SOURCE TEXT:
--- START ---
Finding standard deviation of combination of data

  • #1
songoku
2,367
348
Homework Statement
Group A has standard deviation of 10 and group B has standard deviation of 20. If group A has 150 data and group B has 100 data, what is the standard deviation of A + B?
Relevant Equations
##\sigma^2=\frac{1}{n}\left(\Sigma x^2 -\frac{(\Sigma x)^2}{n}\right)##
I tried some workings but got me nowhere. I just want to ask whether this question is solvable, i.e the answer can be in numerical value. If yes, then I want to try a bit by myself before asking for hint here.

Thanks
 
Physics news on Phys.org
  • #2
To be clear, by A+B, I assume you mean some set of data ##\{ c_i = a_i + b_i | a_i \in A,\ b_i \in B\}##.
In that case, the correlation between the ##a_i##s and associated ##b_i##s must be considered.
The general equation is Var(##X_A+Y_B##) = Var(##X_A##) + Var(##Y_B##) +2 Cov(##X_A,\ Y_B##).
For uncorrelated random variables, ##X_A## and ##Y_B##, this becomes Var(##X_A+Y_B##) = Var(##X_A##) + Var(##Y_B##)
 
  • Like
Likes WWGD and songoku
  • #3
FactChecker said:
To be clear, by A+B, I assume you mean some set of data ##\{ c_i = a_i + b_i | a_i \in A,\ b_i \in B\}##.
In that case, the correlation between the ##a_i##s and associated ##b_i##s must be considered.
The general equation is Var(##X_A+Y_B##) = Var(##X_A##) + Var(##Y_B##) +2 Cov(##X_A,\ Y_B##).
For uncorrelated random variables, ##X_A## and ##Y_B##, this becomes Var(##X_A+Y_B##) = Var(##X_A##) + Var(##Y_B##)
Ah I see, so basically this question not really making sense because the number of data in each group is not the same so A + B will result in some data in A has no match for data in B.

If the question is modified into finding the standard deviation if the data in A is combined with data in B (so now the total data is 250), can we solve it? Actually this is the one I tried and got stuck (so I thought maybe the information of the question is not enough)

Thanks
 
  • #4
songoku said:
Ah I see, so basically this question not really making sense because the number of data in each group is not the same so A + B will result in some data in A has no match for data in B.

If the question is modified into finding the standard deviation if the data in A is combined with data in B (so now the total data is 250), can we solve it? Actually this is the one I tried and got stuck (so I thought maybe the information of the question is not enough)

Thanks
It can be solved if we assume that the groups are taken from the same population and have the same mean.
 
  • Like
Likes songoku
  • #5
songoku said:
Ah I see, so basically this question not really making sense because the number of data in each group is not the same so A + B will result in some data in A has no match for data in B.
--- END ---
SUPPLIED RECORDS:
--- START ---
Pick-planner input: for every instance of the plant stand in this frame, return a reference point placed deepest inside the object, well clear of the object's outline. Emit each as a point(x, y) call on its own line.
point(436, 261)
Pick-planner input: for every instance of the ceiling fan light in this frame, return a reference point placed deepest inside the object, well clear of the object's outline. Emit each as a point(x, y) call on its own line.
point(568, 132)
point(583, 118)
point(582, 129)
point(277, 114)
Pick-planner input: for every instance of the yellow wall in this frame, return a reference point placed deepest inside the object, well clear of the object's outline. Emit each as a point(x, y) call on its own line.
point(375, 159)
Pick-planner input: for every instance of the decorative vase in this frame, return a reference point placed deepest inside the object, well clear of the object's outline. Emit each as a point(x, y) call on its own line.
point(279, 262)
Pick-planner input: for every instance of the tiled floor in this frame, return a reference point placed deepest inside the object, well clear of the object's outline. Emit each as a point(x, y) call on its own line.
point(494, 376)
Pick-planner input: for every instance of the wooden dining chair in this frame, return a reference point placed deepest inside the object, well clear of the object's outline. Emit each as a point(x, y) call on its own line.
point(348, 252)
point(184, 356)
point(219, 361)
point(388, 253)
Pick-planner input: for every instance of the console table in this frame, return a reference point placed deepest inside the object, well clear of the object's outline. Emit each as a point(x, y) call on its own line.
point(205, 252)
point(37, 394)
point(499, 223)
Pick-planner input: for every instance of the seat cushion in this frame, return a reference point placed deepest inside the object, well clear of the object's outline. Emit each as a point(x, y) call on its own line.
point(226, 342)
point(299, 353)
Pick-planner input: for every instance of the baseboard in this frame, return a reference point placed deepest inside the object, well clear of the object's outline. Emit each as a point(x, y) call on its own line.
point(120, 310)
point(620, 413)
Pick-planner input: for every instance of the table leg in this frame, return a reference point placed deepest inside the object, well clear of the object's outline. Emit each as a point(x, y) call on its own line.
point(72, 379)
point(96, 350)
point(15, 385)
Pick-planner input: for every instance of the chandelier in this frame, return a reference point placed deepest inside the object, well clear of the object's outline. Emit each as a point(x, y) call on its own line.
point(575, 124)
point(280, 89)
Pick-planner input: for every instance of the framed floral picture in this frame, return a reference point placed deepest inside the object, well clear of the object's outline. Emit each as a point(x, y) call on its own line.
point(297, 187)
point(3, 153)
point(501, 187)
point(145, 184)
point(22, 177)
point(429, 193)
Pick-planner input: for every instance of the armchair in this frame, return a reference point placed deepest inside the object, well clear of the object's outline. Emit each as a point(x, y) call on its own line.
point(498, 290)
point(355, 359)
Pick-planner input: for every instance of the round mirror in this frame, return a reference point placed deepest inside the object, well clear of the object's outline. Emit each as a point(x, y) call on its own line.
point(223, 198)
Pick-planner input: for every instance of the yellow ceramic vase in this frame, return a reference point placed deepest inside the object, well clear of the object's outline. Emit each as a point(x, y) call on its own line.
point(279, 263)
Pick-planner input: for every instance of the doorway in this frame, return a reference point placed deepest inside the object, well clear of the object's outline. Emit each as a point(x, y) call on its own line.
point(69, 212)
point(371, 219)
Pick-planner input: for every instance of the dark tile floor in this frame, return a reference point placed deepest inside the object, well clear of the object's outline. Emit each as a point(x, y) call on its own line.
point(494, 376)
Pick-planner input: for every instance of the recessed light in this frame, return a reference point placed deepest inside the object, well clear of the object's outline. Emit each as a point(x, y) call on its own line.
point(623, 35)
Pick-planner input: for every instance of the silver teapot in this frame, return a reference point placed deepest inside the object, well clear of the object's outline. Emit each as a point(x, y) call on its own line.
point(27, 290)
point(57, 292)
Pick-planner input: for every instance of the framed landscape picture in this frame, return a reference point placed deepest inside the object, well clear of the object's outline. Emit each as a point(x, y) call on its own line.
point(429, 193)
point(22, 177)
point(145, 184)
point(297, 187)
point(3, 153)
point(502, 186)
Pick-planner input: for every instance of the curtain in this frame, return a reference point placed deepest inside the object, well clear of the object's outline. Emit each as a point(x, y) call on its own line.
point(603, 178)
--- END ---
PROMPT:
Answer these questions using the forum thread on combining standard deviations.
1. What standard deviation and how many data does group A have?
2. Besides the two variances, what term does the general equation for Var(X_A + Y_B) include?
3. Under what assumption can the question about combining the data into 250 values be solved?

RESPONSE TO THIS TASK:
1. A standard deviation of 10 and 150 data.
2. Twice the covariance, 2 Cov(X_A, Y_B).
3. The assumption that the groups are taken from the same population and have the same mean.